_What you should do_.
Return all lines from the listing below that include the word "back".

_Available data_.
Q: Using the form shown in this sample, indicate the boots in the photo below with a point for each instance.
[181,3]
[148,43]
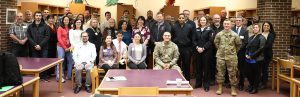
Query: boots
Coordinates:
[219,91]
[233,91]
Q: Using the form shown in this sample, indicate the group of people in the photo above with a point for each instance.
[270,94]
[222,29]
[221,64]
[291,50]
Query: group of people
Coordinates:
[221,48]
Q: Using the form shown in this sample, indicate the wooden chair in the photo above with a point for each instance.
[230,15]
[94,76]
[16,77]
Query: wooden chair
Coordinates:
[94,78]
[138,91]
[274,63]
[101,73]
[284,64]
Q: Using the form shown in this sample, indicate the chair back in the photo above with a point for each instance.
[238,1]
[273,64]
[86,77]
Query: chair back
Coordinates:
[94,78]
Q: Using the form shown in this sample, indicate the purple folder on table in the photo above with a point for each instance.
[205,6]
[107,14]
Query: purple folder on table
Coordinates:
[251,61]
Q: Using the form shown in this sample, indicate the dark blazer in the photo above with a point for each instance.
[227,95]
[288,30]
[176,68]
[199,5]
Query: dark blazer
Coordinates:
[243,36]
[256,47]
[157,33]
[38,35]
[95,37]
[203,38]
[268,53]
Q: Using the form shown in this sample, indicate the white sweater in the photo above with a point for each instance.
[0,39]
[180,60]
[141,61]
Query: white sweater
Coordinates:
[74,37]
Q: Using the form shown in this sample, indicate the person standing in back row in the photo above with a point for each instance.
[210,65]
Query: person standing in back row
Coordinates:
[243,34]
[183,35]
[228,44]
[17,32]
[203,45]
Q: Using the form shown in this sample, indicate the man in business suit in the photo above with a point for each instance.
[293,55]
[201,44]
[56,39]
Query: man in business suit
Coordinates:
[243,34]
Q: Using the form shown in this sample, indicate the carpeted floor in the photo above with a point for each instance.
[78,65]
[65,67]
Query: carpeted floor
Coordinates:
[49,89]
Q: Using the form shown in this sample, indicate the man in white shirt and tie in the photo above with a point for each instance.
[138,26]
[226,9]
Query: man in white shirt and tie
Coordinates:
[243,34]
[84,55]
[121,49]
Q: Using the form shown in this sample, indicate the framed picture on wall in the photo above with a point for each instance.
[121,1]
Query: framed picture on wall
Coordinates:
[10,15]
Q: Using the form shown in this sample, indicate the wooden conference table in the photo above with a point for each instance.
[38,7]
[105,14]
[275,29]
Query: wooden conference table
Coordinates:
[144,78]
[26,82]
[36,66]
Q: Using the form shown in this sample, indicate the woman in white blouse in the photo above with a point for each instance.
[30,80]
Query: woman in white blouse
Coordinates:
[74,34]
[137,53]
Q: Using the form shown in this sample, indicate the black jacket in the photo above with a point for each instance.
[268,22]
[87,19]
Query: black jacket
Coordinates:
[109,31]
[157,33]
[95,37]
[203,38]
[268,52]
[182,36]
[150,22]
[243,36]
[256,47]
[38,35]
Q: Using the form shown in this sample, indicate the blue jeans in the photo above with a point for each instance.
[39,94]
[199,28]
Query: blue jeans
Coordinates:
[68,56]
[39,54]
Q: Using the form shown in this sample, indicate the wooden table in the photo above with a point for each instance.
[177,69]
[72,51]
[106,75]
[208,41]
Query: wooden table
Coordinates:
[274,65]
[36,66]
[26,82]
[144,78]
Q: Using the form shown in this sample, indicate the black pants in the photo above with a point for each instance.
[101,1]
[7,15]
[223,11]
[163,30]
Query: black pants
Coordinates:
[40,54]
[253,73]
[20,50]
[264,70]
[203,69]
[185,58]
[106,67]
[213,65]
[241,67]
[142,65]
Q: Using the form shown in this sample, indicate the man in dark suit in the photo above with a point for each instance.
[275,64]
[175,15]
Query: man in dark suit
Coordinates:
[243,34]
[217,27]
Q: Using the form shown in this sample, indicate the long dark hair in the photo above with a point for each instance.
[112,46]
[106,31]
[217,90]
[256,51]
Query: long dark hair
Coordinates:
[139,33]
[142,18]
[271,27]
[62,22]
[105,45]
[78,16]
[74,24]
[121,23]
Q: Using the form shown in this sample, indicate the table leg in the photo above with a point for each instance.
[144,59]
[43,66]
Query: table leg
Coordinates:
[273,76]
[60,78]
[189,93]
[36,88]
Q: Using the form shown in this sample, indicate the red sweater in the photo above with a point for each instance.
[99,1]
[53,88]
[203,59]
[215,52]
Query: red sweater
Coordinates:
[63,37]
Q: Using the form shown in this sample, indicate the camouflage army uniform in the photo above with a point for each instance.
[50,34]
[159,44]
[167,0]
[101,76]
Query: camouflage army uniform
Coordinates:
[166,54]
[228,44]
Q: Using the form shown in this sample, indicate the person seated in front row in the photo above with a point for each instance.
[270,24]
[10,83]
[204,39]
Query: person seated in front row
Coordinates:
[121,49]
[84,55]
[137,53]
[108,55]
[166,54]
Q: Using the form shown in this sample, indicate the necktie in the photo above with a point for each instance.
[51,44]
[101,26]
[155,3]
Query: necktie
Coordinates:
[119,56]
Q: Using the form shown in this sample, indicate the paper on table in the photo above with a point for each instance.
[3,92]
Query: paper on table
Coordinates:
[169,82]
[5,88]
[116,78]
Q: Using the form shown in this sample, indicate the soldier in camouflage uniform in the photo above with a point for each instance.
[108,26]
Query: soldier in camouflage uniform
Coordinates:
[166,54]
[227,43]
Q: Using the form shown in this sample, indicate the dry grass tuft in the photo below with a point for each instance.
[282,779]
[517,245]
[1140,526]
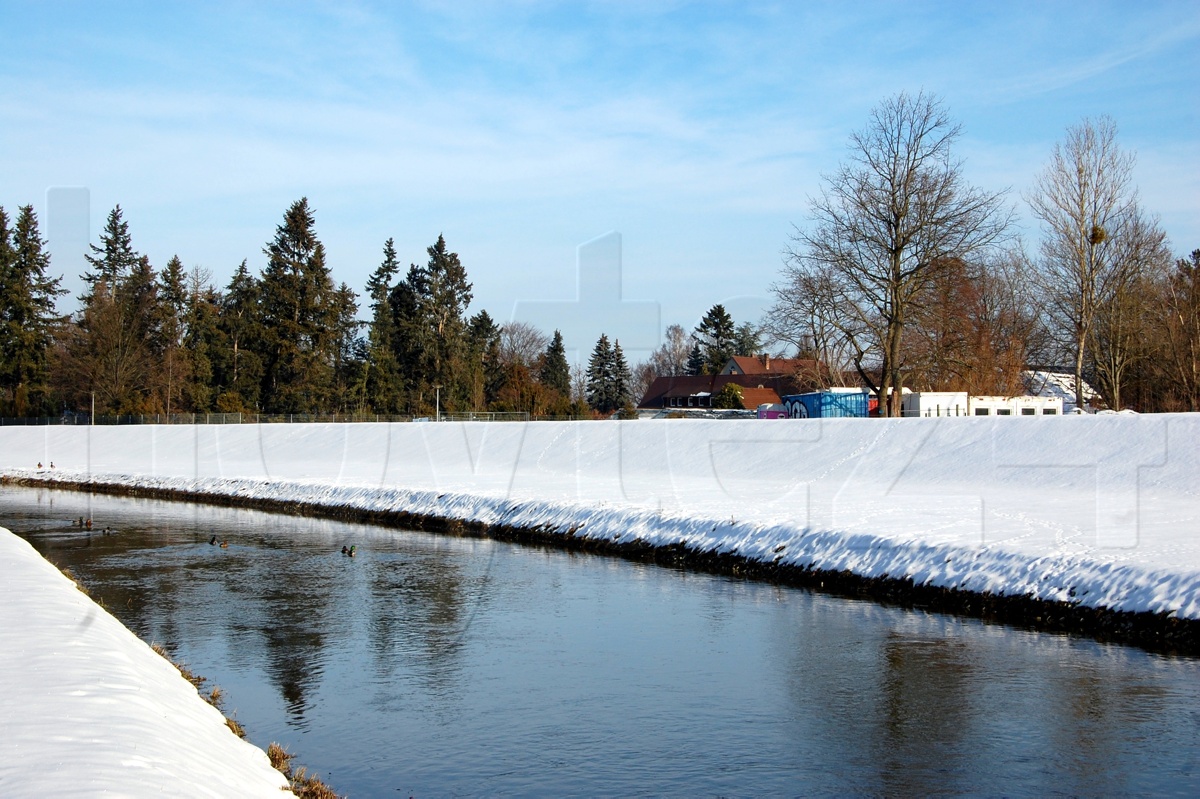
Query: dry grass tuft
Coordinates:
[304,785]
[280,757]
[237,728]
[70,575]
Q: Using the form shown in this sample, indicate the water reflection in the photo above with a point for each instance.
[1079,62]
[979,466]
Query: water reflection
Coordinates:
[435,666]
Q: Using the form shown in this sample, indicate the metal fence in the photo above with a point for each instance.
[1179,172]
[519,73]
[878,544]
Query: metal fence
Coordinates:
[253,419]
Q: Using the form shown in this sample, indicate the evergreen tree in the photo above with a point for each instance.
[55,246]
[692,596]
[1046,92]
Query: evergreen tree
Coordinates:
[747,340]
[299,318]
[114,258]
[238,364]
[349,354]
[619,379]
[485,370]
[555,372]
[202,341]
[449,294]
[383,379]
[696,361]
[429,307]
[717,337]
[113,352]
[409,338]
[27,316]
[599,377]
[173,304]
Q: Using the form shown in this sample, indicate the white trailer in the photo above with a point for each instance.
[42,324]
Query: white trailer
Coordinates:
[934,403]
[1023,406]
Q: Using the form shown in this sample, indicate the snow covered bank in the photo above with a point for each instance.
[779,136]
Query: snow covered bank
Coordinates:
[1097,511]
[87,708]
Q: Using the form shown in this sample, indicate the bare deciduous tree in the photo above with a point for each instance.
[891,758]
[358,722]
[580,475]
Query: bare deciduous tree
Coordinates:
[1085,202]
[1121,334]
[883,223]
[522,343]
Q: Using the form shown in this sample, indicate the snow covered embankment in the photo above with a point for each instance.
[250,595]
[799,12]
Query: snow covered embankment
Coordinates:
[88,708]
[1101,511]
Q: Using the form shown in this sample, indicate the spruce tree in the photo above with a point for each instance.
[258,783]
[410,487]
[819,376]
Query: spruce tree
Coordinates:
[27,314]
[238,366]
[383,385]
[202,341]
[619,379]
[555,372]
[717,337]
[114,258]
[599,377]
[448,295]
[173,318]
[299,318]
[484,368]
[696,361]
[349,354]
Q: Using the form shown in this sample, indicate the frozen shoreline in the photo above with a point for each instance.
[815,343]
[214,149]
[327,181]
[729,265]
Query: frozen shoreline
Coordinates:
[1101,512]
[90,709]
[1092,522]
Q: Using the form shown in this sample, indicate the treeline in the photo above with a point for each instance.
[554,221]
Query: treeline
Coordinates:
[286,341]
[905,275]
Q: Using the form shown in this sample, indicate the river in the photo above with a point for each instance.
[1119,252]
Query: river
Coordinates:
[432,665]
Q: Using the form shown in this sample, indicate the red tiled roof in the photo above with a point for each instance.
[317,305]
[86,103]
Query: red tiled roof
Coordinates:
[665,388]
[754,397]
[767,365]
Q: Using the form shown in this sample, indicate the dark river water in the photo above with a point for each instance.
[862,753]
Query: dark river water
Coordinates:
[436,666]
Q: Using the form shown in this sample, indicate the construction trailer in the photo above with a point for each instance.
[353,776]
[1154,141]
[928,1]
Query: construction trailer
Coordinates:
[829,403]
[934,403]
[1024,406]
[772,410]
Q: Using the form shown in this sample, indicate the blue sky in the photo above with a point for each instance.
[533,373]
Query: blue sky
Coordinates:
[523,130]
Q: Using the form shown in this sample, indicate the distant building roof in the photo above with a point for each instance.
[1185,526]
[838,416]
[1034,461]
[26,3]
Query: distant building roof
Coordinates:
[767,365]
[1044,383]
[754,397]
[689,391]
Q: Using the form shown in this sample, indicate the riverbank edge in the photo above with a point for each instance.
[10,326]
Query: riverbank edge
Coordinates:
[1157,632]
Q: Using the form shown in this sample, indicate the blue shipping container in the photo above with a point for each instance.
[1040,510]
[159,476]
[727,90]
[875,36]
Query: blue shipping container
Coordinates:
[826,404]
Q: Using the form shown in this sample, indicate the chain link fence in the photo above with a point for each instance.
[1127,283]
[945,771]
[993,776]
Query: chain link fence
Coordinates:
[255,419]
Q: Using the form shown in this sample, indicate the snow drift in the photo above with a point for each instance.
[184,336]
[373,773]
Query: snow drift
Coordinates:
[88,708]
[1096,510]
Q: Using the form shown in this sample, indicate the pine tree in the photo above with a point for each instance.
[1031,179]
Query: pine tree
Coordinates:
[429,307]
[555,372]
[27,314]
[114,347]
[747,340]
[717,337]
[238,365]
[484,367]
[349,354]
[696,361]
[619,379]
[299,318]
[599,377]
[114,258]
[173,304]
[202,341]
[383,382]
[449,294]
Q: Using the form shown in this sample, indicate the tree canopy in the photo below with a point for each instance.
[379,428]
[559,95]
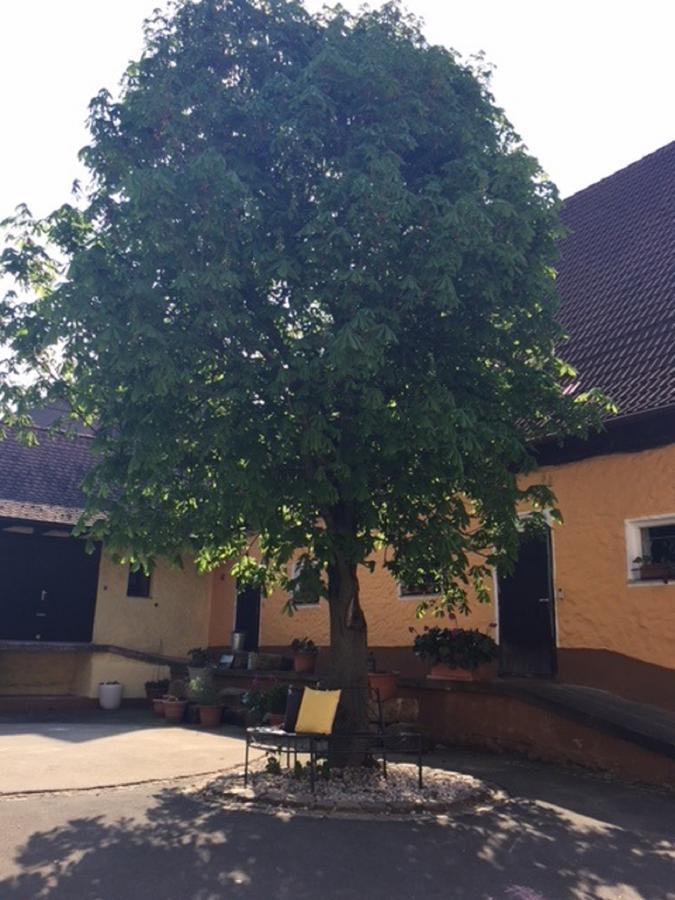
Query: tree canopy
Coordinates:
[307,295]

_Exercise result_.
Q: Using the form shown in this sample, indicate the chair back in the photo above with a point for each instance.
Query: chair back
Q: Using the form shown in this sample, indicate the person standing in back row in the photo above with a point for each instance.
Query: person standing in back row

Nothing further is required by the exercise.